## [Work to complete]
Will you copy word for word the lines of the entries below, starting at the line that contains "505, row 395." and ending at the line that contains "column 239, row 477", both of those lines included?

%%

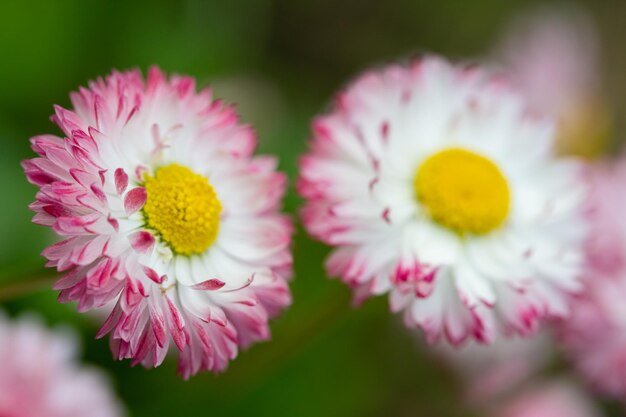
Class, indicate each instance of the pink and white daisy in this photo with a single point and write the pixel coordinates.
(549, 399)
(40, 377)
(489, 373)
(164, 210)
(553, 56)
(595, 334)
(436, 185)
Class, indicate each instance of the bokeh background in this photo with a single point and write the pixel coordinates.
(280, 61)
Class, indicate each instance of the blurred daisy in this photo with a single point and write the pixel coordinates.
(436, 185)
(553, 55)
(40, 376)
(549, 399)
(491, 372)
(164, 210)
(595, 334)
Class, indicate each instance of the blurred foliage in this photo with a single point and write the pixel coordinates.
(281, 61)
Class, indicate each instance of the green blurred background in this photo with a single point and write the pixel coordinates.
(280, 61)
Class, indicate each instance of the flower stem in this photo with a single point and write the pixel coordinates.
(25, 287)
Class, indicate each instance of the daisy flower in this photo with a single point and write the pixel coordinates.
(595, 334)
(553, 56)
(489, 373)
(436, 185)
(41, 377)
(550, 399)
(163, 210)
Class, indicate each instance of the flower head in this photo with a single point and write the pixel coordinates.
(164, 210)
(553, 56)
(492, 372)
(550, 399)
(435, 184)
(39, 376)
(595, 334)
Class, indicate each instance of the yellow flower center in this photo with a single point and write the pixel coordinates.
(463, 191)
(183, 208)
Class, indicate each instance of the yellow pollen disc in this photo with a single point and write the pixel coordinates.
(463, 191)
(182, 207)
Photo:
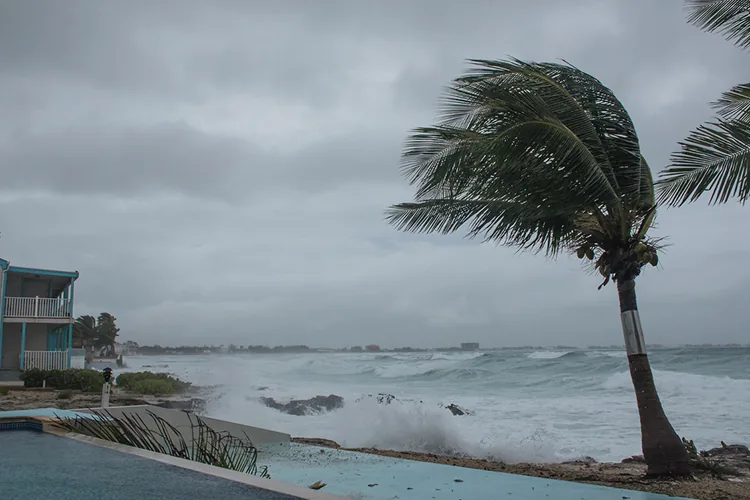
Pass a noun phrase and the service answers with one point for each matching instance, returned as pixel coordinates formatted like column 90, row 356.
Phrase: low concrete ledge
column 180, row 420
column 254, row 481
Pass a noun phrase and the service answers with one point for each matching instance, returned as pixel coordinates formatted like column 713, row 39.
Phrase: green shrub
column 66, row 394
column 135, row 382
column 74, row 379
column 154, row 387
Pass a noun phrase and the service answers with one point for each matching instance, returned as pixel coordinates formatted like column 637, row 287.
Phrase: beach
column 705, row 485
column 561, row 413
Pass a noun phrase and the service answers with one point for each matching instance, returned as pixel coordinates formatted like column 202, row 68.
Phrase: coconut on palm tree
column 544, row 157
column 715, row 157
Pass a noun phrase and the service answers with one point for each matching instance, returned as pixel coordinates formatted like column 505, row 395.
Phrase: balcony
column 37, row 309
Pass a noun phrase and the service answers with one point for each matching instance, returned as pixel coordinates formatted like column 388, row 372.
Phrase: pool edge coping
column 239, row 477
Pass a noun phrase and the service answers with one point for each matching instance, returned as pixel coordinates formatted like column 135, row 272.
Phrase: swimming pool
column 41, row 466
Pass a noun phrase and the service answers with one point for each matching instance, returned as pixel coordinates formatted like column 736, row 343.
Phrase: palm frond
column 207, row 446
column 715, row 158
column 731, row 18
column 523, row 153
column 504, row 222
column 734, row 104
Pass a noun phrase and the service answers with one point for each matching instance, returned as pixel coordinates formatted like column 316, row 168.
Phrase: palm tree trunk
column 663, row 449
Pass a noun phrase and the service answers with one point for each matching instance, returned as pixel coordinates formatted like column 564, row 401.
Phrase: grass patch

%%

## [In response]
Pass a noun phrase and the service answers with one point for each matching instance, returned as pixel coordinates formatted like column 505, row 395.
Phrase: balcony
column 37, row 309
Pass a noun phrase and the service answers with one point for each matching instance, returned as pixel coordinates formatted like column 388, row 372.
Phrase: pool edge coping
column 239, row 477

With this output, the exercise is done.